[[ EXCERPTED DATA, beginning ]]
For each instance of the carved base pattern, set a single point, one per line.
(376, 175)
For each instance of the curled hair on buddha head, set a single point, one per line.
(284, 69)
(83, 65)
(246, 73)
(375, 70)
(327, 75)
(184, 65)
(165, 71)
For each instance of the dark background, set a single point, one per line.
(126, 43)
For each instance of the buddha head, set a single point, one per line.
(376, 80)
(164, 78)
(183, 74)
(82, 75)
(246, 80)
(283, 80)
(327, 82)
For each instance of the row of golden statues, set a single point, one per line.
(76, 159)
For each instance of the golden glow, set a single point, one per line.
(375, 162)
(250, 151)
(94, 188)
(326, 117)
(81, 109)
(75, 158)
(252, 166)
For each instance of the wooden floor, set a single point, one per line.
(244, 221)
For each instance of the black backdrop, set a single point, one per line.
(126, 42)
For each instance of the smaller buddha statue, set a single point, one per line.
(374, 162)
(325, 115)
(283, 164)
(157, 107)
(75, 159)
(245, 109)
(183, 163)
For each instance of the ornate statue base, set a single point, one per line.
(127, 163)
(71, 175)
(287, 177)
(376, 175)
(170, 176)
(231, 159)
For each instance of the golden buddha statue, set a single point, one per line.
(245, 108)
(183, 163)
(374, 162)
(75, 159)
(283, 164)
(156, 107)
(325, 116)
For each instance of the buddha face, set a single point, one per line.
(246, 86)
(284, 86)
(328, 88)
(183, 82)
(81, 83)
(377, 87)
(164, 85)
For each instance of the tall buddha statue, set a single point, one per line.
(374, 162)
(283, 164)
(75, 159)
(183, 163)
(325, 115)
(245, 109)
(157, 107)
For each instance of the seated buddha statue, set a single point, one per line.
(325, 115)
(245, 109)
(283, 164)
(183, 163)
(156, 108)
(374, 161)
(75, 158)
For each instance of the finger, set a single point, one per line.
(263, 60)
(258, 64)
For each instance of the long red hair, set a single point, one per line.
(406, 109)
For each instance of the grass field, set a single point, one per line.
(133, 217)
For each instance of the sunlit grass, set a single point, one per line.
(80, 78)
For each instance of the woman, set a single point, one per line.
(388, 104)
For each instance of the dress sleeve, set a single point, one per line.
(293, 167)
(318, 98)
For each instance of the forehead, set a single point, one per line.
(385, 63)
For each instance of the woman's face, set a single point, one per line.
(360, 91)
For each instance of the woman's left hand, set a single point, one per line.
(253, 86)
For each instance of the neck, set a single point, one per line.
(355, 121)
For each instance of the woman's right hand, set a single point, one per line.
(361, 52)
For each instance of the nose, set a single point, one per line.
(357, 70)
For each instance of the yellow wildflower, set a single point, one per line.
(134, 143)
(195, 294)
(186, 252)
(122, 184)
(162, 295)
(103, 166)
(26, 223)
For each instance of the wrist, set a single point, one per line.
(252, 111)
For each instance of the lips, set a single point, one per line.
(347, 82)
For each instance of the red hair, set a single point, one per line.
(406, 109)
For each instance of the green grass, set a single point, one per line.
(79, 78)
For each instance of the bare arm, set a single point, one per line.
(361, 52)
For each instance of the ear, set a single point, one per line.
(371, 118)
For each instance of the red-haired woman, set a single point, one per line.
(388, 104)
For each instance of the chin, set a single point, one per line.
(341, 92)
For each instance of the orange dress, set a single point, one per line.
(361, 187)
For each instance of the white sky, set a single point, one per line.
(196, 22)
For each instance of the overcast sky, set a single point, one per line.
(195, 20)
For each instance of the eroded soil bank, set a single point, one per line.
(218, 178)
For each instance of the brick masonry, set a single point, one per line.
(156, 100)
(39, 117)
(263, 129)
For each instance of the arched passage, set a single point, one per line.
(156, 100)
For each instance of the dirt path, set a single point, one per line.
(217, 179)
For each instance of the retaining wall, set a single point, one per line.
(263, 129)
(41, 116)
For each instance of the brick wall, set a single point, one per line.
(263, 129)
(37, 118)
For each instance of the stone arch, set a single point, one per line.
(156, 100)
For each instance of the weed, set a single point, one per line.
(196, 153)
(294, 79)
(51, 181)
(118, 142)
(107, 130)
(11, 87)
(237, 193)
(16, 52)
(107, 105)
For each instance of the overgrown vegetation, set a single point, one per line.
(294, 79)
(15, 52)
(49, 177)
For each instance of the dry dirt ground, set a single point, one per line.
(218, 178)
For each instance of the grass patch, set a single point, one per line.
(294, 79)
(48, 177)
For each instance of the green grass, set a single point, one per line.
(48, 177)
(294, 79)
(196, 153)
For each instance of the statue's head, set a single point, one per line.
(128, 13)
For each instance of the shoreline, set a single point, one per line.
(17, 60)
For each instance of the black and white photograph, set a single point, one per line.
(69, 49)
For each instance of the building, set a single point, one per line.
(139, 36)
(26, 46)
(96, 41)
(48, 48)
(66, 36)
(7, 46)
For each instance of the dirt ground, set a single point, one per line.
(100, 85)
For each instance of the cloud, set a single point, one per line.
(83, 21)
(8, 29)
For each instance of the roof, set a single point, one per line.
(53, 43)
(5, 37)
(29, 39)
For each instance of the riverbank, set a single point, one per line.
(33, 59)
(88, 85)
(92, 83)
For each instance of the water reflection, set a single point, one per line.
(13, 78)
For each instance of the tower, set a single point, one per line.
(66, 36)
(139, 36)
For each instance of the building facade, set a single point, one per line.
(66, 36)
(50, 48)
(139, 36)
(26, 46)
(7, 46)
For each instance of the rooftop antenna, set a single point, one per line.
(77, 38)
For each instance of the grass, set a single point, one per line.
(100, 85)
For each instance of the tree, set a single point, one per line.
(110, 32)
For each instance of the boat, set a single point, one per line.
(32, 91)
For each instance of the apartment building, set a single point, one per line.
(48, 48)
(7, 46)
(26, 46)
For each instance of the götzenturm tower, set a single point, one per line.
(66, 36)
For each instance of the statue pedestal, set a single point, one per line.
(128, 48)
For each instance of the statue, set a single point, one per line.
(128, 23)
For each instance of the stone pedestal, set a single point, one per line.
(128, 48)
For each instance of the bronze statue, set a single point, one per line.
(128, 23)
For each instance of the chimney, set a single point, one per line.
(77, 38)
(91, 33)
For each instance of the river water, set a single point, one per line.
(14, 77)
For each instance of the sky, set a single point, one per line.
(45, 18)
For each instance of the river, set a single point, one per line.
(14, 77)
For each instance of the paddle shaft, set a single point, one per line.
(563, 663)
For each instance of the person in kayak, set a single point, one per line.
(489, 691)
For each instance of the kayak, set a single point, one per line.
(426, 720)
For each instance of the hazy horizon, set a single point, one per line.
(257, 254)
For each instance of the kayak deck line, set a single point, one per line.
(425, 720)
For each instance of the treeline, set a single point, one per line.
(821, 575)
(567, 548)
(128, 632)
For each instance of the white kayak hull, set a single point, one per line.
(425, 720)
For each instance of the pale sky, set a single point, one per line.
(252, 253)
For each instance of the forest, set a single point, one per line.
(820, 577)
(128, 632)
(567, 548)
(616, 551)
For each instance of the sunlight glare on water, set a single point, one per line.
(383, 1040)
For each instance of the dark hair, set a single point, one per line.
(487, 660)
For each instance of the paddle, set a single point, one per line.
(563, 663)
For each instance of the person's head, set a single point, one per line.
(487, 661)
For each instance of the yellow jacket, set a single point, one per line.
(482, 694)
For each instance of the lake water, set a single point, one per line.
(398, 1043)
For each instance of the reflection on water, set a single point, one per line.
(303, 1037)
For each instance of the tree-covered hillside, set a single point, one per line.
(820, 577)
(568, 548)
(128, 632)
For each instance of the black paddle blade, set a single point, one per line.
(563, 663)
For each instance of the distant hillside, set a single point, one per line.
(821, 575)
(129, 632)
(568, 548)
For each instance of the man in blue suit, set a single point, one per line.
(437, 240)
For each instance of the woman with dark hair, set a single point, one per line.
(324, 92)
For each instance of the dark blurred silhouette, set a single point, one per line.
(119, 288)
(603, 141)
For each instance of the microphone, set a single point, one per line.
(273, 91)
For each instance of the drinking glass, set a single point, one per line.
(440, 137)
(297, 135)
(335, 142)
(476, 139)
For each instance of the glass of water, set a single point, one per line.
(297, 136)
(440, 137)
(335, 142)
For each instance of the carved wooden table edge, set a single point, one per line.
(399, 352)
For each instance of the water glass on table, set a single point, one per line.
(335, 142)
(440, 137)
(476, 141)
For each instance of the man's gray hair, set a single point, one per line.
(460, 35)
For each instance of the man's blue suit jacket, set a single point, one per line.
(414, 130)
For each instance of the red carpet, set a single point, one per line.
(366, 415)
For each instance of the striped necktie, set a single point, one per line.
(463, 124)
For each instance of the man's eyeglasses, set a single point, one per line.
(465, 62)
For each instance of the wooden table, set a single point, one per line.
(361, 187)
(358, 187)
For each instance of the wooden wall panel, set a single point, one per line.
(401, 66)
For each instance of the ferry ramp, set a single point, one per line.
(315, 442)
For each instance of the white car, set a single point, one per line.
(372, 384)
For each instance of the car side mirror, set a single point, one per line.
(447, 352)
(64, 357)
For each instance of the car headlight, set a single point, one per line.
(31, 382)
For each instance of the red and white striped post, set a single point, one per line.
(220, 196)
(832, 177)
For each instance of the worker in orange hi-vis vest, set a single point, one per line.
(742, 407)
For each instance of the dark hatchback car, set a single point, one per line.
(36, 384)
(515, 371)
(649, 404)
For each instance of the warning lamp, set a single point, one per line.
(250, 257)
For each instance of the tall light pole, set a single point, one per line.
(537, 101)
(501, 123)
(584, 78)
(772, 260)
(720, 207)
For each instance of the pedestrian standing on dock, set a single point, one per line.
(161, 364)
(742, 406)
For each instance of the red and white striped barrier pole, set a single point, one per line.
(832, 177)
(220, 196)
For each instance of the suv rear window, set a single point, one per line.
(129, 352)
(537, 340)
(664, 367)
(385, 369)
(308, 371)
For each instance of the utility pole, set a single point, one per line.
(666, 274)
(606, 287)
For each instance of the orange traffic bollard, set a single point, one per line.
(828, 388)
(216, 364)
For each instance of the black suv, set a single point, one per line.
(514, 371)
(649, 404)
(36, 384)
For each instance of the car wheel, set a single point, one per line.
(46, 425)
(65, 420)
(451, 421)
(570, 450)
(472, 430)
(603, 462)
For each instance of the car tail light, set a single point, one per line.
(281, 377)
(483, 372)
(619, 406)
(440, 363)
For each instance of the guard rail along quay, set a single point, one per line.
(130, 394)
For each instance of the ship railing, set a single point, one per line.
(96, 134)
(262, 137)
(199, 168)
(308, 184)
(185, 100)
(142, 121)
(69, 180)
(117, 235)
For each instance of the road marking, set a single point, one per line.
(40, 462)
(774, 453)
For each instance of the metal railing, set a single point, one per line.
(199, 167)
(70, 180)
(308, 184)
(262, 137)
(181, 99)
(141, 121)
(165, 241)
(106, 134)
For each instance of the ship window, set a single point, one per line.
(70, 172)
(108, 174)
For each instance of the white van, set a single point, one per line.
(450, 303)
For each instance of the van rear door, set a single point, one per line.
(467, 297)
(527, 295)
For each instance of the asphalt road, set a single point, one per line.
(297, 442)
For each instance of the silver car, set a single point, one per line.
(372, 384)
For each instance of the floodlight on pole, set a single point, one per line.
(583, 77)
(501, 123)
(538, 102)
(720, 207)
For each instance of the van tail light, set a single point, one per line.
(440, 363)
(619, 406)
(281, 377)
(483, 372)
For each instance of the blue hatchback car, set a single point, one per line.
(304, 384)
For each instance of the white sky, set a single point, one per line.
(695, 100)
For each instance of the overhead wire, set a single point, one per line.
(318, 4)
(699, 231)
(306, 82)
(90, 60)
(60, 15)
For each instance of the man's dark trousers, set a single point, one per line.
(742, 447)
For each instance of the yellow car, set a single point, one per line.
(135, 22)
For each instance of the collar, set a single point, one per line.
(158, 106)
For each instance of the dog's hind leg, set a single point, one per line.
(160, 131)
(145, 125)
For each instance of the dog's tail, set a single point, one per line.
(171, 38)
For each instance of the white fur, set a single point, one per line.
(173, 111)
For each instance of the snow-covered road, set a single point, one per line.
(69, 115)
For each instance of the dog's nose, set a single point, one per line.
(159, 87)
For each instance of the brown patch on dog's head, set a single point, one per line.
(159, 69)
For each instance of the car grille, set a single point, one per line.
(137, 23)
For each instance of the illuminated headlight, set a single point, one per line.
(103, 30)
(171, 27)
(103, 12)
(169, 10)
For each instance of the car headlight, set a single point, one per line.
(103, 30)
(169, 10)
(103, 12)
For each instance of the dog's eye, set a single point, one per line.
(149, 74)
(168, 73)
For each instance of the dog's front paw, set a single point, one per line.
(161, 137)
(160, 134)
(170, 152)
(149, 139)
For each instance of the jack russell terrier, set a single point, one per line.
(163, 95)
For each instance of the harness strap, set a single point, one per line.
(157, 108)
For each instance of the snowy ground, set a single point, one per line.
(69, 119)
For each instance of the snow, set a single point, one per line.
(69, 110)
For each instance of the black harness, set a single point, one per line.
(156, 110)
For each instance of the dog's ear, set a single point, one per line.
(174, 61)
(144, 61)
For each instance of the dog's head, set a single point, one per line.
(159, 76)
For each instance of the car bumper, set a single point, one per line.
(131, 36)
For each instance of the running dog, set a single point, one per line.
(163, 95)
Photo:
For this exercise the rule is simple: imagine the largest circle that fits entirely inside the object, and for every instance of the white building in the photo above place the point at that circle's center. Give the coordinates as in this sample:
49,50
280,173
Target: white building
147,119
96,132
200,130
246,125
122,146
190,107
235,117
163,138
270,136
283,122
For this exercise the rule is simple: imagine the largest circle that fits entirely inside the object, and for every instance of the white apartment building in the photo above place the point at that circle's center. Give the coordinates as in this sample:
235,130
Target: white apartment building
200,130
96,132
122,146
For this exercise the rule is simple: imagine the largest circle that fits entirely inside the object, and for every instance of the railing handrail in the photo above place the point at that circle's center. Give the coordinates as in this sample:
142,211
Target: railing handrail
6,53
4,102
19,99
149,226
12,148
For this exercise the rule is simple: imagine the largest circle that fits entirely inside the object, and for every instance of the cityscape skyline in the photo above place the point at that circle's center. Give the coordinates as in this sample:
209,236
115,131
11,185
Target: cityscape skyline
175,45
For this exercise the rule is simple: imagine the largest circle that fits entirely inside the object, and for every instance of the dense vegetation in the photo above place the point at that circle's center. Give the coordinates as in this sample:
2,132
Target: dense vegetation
[[ EXCERPTED DATA, end ]]
ASSIGNMENT: In the records, which lines mention the word "simple"? Copy those lines.

RESULT OF THIS EXERCISE:
For this exercise the rule is simple: imagine the largest circle that fits entirely inside the object, and for every instance of the white building in the photo above place the point at that circle's center. Give the coordinates as in this sample:
For this exercise the rule is simple: imagine the largest circle that fits entirely inside the object, and for every instance of the white apartment building in the photo above place the point at that circle's center. Give the coordinates as in this sample:
For this exercise the rule is simple: imagine the largest circle that fits entirely inside the object, and for every instance of the railing handrail in the photo above place the point at that circle's center. Give the coordinates as in this sample:
For this exercise the rule is simple: imagine the largest circle that fits entirely inside the object, and for every instance of the cityscape skyline in the photo above place the point at that circle's center. Give the coordinates as in this sample:
For this exercise the rule is simple: imagine the largest circle that fits entirely inside the object, and for every instance of the dense vegetation in the photo above place the point at that circle's center. Give the coordinates as in this sample:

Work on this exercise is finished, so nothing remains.